Every line from the one with "Check that every instance of the weeping" through the end of the entries below should be written out exactly; the pictures should not.

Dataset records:
--

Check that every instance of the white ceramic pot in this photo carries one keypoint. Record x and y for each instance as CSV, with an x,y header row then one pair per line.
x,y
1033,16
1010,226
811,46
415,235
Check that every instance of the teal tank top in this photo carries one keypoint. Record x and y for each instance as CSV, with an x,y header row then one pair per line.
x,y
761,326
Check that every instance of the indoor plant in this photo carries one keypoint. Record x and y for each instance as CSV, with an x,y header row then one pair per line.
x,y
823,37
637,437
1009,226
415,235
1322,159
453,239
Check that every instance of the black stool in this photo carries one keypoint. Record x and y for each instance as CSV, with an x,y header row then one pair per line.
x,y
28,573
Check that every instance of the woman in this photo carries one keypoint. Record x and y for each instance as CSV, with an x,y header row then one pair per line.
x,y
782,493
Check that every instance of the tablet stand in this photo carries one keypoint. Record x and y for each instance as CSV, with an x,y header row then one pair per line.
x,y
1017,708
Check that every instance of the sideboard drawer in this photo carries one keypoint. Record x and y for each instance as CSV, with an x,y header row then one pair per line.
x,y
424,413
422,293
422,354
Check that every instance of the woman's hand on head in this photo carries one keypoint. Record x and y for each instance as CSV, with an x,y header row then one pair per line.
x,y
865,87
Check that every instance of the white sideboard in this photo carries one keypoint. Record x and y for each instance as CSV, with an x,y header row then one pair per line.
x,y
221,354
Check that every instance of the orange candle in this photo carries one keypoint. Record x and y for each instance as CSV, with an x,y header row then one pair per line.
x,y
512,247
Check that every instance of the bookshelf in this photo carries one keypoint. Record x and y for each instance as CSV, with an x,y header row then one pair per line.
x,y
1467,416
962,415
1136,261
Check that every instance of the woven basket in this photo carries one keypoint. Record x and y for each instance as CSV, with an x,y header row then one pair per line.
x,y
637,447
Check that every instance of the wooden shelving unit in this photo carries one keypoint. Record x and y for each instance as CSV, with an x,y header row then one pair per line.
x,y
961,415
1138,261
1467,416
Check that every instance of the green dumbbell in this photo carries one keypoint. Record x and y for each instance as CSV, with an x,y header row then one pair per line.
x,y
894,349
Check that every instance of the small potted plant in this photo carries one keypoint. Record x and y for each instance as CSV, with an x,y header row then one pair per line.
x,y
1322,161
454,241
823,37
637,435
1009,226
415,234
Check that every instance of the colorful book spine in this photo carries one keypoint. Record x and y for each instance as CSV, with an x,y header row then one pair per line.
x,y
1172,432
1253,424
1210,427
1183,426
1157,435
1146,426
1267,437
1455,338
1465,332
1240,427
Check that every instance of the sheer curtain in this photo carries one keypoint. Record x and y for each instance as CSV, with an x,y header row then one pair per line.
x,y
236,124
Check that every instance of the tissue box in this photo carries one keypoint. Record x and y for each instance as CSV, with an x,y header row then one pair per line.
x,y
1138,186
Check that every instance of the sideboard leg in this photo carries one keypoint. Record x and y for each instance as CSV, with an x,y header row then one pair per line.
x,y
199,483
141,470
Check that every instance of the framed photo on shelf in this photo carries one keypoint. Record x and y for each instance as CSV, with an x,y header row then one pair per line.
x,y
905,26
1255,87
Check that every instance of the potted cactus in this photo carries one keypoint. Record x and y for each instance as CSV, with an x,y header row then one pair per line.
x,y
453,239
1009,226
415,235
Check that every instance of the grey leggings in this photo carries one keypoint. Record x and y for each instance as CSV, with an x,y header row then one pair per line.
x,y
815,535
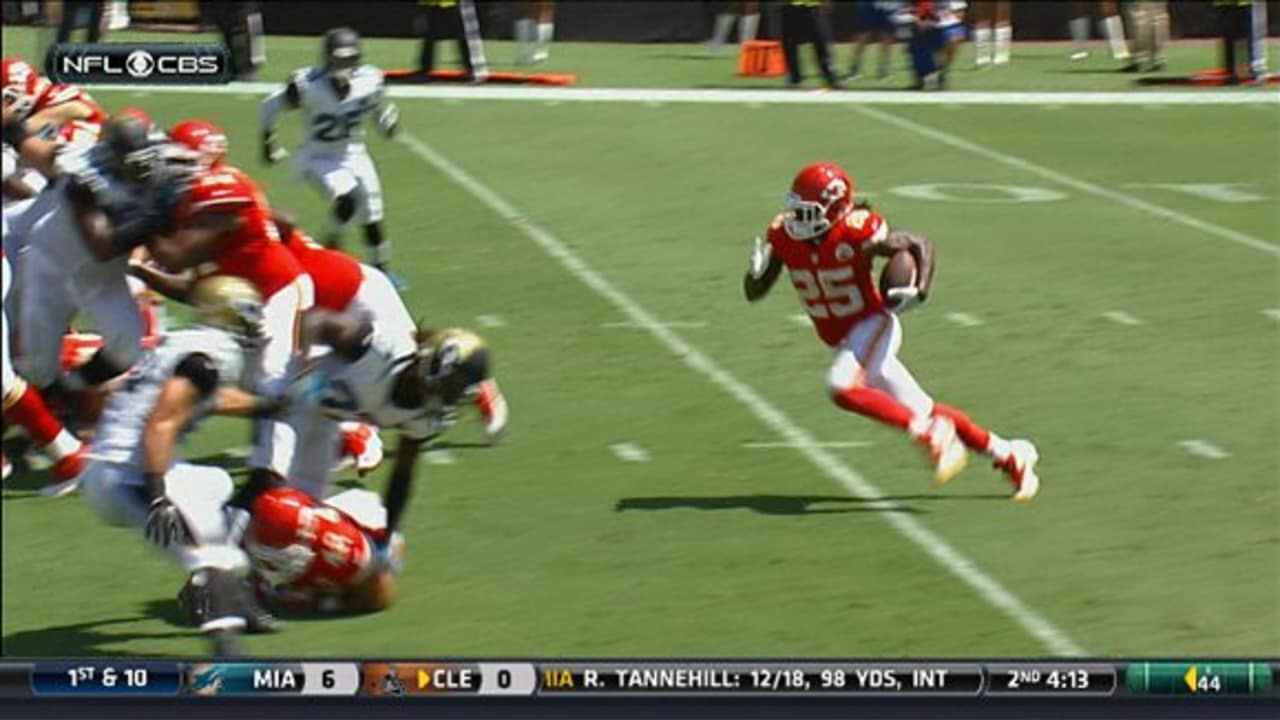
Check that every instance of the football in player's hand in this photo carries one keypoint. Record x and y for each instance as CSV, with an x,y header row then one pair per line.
x,y
899,272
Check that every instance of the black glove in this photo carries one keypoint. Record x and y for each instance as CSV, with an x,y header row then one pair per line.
x,y
165,524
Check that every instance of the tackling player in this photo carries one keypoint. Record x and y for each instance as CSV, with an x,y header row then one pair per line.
x,y
224,226
336,99
23,405
136,478
106,199
45,105
827,244
332,555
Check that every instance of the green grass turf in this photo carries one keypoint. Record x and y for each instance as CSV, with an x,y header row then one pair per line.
x,y
549,545
1041,67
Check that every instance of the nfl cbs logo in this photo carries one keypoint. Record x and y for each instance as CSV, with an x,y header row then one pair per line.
x,y
132,63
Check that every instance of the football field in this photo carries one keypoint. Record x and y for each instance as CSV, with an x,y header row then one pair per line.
x,y
675,479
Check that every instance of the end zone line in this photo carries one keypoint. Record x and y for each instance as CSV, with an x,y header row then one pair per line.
x,y
1050,636
1075,183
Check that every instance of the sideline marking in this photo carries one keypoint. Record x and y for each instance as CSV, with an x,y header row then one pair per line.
x,y
1121,318
630,452
1205,449
739,96
1061,178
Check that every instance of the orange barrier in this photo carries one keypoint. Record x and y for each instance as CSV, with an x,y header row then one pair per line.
x,y
762,58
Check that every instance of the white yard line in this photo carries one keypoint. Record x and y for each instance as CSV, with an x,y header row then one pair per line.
x,y
964,319
947,556
630,452
658,95
671,324
1121,318
1073,182
1203,449
791,445
439,456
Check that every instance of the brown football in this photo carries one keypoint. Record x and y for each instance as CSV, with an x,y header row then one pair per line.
x,y
899,272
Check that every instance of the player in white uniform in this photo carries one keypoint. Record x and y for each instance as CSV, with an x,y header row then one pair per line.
x,y
356,372
106,199
136,478
336,99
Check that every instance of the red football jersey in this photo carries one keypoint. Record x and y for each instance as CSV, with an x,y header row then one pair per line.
x,y
337,277
254,251
307,545
59,94
832,274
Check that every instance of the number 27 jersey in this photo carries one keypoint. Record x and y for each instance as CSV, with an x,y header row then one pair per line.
x,y
832,274
333,122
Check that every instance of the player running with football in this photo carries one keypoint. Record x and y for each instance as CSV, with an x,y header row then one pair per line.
x,y
336,99
827,242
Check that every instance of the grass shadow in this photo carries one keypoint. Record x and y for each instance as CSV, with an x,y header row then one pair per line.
x,y
88,638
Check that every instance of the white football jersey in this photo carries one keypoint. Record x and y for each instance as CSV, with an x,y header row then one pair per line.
x,y
362,390
332,122
119,432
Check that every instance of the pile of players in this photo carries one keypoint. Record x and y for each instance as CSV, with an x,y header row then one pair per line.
x,y
103,213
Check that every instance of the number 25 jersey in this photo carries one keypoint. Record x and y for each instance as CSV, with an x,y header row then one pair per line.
x,y
832,274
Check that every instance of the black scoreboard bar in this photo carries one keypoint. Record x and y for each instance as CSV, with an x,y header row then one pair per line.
x,y
421,679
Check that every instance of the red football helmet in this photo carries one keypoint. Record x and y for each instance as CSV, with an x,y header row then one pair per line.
x,y
296,540
204,137
22,85
279,534
821,195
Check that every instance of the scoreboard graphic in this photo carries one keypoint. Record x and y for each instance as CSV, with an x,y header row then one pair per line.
x,y
411,679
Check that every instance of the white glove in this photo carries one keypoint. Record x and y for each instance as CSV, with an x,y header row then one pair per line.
x,y
388,119
760,255
903,299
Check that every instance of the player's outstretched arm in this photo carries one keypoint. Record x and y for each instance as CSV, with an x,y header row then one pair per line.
x,y
762,273
196,242
919,247
288,98
348,335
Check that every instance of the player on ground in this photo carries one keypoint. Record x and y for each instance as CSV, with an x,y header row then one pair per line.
x,y
224,226
136,478
828,244
333,555
45,105
336,99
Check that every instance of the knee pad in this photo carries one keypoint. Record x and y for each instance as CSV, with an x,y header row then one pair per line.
x,y
344,208
845,373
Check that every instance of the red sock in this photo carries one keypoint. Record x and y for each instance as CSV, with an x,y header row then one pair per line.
x,y
973,434
874,404
31,413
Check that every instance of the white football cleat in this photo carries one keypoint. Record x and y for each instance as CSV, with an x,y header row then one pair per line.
x,y
361,447
1019,466
493,409
947,452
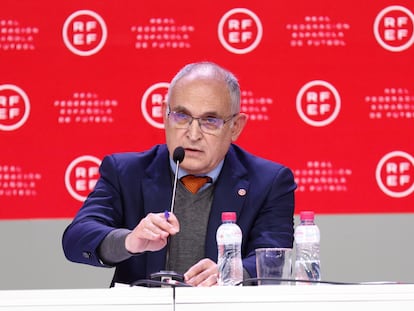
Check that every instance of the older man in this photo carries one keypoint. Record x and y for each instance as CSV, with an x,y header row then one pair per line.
x,y
122,222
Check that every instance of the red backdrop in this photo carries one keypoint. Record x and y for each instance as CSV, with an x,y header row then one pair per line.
x,y
328,86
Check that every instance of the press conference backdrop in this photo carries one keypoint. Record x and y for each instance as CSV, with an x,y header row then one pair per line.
x,y
328,87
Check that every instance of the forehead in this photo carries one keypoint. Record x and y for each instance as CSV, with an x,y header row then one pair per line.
x,y
200,94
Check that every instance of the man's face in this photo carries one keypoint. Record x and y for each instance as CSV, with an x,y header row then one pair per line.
x,y
201,97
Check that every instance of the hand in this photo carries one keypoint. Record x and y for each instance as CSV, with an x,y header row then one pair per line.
x,y
203,273
151,233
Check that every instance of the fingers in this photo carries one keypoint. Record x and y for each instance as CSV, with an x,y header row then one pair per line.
x,y
203,273
151,233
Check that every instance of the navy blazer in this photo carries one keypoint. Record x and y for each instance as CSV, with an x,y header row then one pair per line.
x,y
131,185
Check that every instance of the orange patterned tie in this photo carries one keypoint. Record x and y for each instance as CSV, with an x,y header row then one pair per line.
x,y
194,183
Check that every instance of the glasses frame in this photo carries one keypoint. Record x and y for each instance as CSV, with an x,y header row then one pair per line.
x,y
199,120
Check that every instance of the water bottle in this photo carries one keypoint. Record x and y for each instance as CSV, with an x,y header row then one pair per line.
x,y
229,238
307,240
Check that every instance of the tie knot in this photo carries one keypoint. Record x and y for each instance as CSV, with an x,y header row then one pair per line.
x,y
194,183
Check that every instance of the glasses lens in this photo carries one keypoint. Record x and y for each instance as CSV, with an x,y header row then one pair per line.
x,y
179,119
211,125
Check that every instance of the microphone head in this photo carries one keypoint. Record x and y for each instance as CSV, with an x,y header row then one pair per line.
x,y
178,154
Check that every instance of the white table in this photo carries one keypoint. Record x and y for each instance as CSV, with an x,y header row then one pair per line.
x,y
279,297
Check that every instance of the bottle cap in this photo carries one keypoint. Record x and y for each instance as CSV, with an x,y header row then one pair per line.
x,y
307,215
228,216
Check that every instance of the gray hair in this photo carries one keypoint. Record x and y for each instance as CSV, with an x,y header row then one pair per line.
x,y
214,70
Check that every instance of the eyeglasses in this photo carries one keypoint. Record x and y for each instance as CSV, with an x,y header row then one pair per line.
x,y
208,125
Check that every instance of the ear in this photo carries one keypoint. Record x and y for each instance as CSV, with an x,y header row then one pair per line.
x,y
238,125
164,107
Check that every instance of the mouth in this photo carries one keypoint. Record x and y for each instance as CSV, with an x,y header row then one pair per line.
x,y
192,151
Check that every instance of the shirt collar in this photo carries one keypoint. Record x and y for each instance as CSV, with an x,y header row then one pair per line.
x,y
212,174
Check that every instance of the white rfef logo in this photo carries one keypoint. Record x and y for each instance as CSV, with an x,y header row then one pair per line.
x,y
151,103
14,107
240,31
395,174
318,103
81,176
84,33
394,28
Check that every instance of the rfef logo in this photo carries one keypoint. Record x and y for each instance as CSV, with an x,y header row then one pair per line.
x,y
395,174
394,28
84,33
240,31
14,107
81,176
318,103
151,103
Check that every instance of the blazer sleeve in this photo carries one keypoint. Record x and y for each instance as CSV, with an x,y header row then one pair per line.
x,y
99,215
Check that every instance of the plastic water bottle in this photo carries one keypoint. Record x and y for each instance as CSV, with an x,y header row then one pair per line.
x,y
307,240
229,239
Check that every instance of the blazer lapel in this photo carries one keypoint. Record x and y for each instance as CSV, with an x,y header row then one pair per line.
x,y
157,192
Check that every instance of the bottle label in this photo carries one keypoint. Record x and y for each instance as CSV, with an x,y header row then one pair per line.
x,y
307,234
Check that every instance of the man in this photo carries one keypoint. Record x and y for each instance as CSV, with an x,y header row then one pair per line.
x,y
122,222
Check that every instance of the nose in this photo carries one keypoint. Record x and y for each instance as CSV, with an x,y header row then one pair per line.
x,y
194,130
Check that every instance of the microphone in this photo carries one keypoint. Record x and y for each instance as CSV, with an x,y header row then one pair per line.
x,y
164,275
178,157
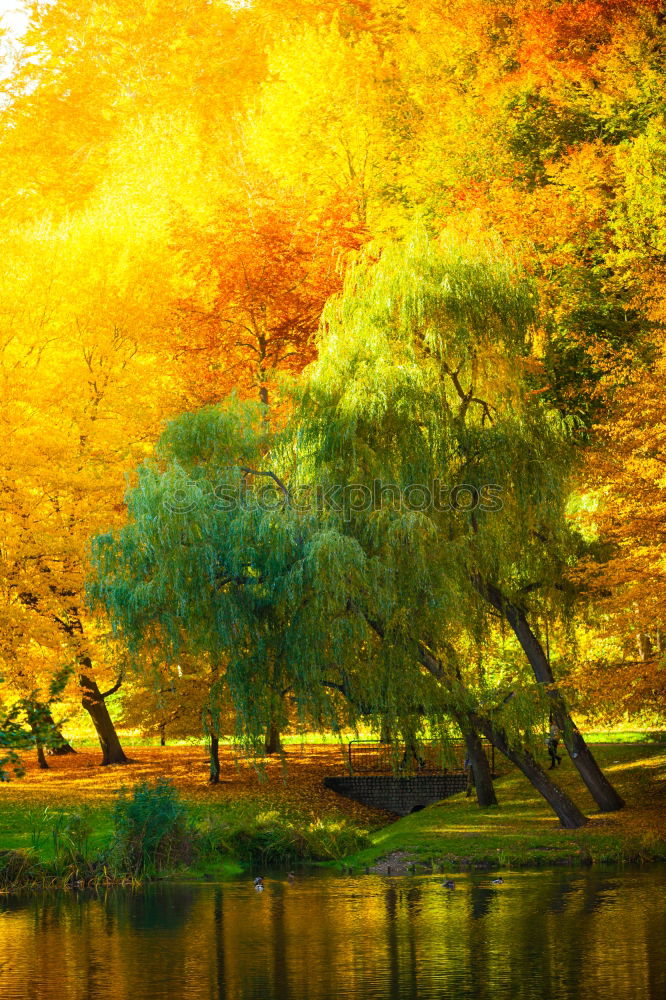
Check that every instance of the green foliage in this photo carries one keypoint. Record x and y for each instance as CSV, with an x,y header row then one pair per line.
x,y
17,867
153,830
276,837
251,550
71,833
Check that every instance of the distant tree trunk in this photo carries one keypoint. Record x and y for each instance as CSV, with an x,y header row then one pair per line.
x,y
214,776
94,704
58,746
41,759
603,793
483,779
36,715
272,743
385,735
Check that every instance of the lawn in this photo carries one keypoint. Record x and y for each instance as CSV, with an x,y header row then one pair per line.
x,y
452,833
456,833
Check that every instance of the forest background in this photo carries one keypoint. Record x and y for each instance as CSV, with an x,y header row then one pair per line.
x,y
183,188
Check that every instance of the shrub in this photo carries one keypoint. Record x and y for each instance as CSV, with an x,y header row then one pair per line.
x,y
17,868
153,830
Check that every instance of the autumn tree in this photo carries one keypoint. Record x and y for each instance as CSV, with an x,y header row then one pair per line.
x,y
361,602
257,275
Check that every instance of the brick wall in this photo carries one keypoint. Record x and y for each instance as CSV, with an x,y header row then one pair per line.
x,y
398,795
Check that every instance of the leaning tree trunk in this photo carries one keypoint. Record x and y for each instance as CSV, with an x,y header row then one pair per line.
x,y
600,788
483,779
566,810
94,704
214,775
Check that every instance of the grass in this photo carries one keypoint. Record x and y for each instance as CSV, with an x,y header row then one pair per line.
x,y
523,831
281,814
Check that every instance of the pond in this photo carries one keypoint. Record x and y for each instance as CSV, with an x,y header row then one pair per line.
x,y
542,934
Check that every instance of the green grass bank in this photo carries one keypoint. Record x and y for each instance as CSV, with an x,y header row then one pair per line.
x,y
456,833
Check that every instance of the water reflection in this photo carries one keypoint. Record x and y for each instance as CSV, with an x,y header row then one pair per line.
x,y
542,935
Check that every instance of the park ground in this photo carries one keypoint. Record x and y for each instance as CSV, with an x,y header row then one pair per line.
x,y
452,834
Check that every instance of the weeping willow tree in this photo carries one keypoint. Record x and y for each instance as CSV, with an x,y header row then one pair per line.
x,y
348,560
423,379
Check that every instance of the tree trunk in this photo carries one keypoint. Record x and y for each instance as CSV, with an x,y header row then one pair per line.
x,y
565,809
41,759
600,788
483,779
272,742
95,706
36,714
214,777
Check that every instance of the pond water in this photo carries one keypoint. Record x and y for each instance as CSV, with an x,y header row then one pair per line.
x,y
545,934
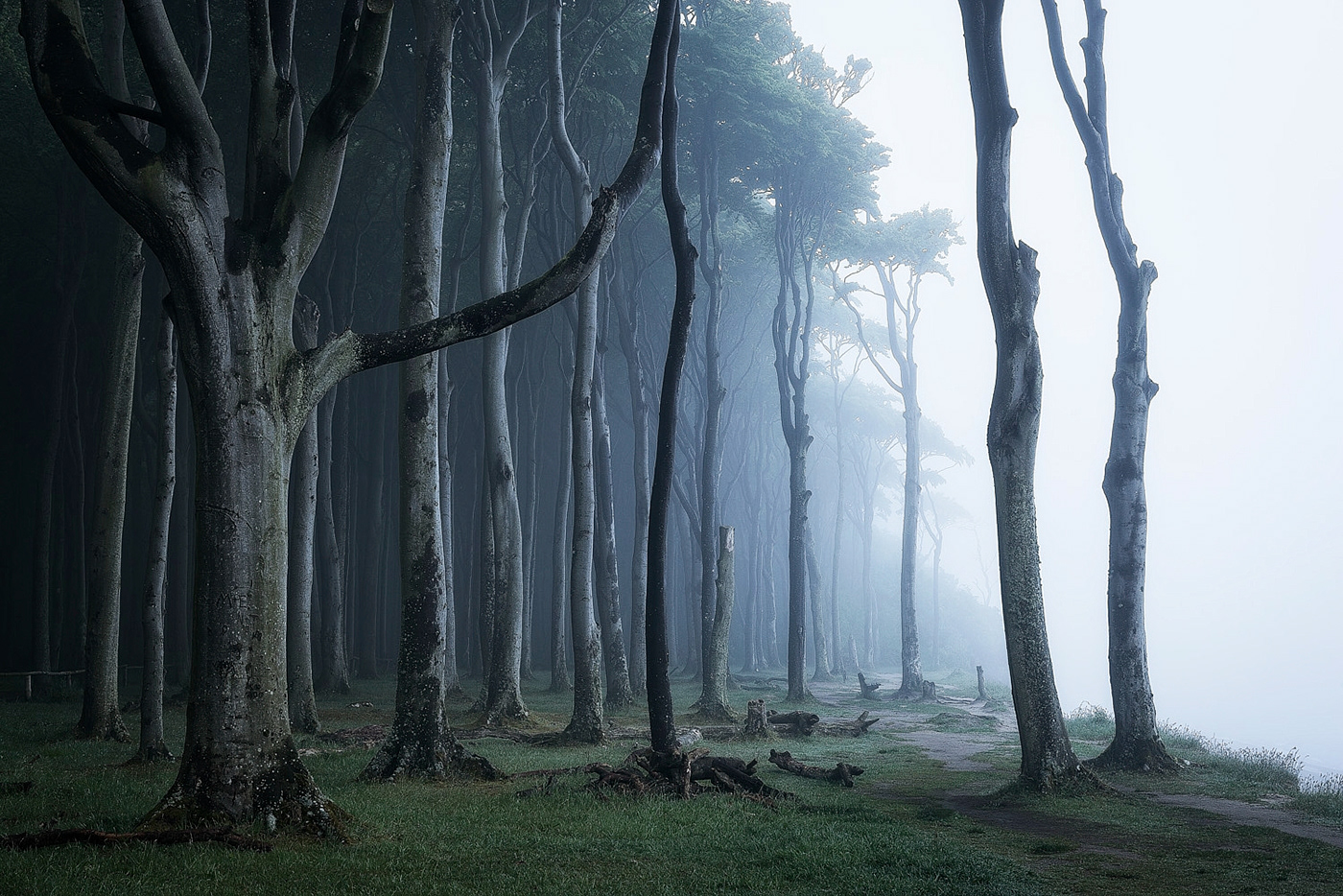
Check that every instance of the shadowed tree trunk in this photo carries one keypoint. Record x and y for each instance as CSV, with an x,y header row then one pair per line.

--

Result of this task:
Check that every instance of the weeping willow tree in this photo carries one keypoint. Record x and y for each instance as CSV, with an x,y header row then one pair per line.
x,y
348,560
423,379
Check that every instance of the tree trunk in this photo carries one keypoint. Record x and y for each instance as CSV, with an x,y header row then one pair per line.
x,y
565,809
41,759
600,788
483,779
272,742
95,706
36,714
214,777
Check that every instance of the pond water in this photo carries one keypoint. Record x and y for each instance as CSV, with an x,y header row then one pair per line.
x,y
545,934
Check that every instance of the shadowed tree trunk in this photo carries one keypoint. Record x and y for each instance as CSV, with an x,y header row then one pair per line.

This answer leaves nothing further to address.